§ **Text for analysis**:
Toto Wolff has revealed how a conversation with Formula 1 legend Alain Prost inspired how the Mercedes boss has dealt with drivers through the years.

The four-time world champion had an iconic rivalry with Ayrton Senna, who fought Prost for the F1 title in 1988 and 1989 when the pair were team-mates at the dominant McLaren outfit. 

They both won a title each during that period while having several high-profile clashes, Suzuka 1989 for example, and it led to Prost joining Ferrari due to how toxic the relationship became.

Wolff once managed a similar team-mate rivalry, as childhood friends Lewis Hamilton and Nico Rosberg bitterly fought for the championship from 2014 to 2016 amid an unprecedented run of eight consecutive constructors’ titles for Mercedes. 

Hamilton and Rosberg also had many spats, like Barcelona 2016, and an old pre-race conversation once shaped how Wolff opted to manage team-mate battles like that. 

“What I’m trying to transcend in the team is transparency,” said Wolff, who became Mercedes F1 boss in 2013. “When I started in Mercedes, I ran into Alain Prost, who I didn’t know back in the day.

Alain Prost, Renault Sport F1 Team Special Advisor and Toto Wolff, Mercedes AMG F1 Director of Motorsport on the grid

Photo by: Mark Sutton / Motorsport Images

“It was a five-minute conversation on the grid and I said to him, ‘what went wrong with Senna and you?’

“He said, ‘nothing went wrong between the two of us. What went wrong is that the team management played us against each other – we never knew where we were. One weekend you were the flavour of the month, the next month you didn’t know whether you had a seat and we never got the information’.

§ **What you should do**:
Answer these questions from the text about Toto Wolff and Alain Prost:
1. In which years did Prost and Senna fight for the F1 title as McLaren team-mates?
2. Over which years did Hamilton and Rosberg fight for the championship?
3. In what year did Wolff become Mercedes F1 boss?

§ **Material shown**:
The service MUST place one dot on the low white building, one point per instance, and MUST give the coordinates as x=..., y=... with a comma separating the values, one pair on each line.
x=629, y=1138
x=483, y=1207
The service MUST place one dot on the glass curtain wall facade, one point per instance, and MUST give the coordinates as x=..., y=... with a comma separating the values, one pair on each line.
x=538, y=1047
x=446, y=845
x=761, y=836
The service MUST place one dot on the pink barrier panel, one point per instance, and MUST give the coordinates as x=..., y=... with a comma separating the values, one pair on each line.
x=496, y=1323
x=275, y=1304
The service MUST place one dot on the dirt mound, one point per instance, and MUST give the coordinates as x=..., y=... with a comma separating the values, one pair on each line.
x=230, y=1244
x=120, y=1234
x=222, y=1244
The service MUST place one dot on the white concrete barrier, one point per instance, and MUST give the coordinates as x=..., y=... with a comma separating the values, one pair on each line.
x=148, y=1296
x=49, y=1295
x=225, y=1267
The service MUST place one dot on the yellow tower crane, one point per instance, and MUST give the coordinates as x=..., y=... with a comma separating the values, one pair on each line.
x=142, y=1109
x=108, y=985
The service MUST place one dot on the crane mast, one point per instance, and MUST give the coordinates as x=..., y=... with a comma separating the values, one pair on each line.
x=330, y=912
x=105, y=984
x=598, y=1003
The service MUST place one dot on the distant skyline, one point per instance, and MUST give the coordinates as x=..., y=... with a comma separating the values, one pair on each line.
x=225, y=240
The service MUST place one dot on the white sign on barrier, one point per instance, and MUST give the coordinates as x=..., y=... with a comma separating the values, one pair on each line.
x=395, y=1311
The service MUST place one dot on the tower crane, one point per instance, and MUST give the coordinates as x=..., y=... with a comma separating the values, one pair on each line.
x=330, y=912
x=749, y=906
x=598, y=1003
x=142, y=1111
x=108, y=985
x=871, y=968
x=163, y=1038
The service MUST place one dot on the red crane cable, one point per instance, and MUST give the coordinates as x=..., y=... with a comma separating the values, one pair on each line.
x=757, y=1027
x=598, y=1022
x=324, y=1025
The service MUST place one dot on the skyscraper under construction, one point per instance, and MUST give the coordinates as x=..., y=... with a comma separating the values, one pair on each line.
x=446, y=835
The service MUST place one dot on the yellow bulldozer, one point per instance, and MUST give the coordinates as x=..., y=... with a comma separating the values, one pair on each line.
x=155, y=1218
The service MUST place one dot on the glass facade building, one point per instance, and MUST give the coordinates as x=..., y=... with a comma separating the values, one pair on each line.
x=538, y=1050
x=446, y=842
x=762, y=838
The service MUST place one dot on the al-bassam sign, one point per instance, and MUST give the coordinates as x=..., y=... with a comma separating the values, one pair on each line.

§ **Problem solution**:
1. 1988 and 1989
2. 2014 to 2016
3. 2013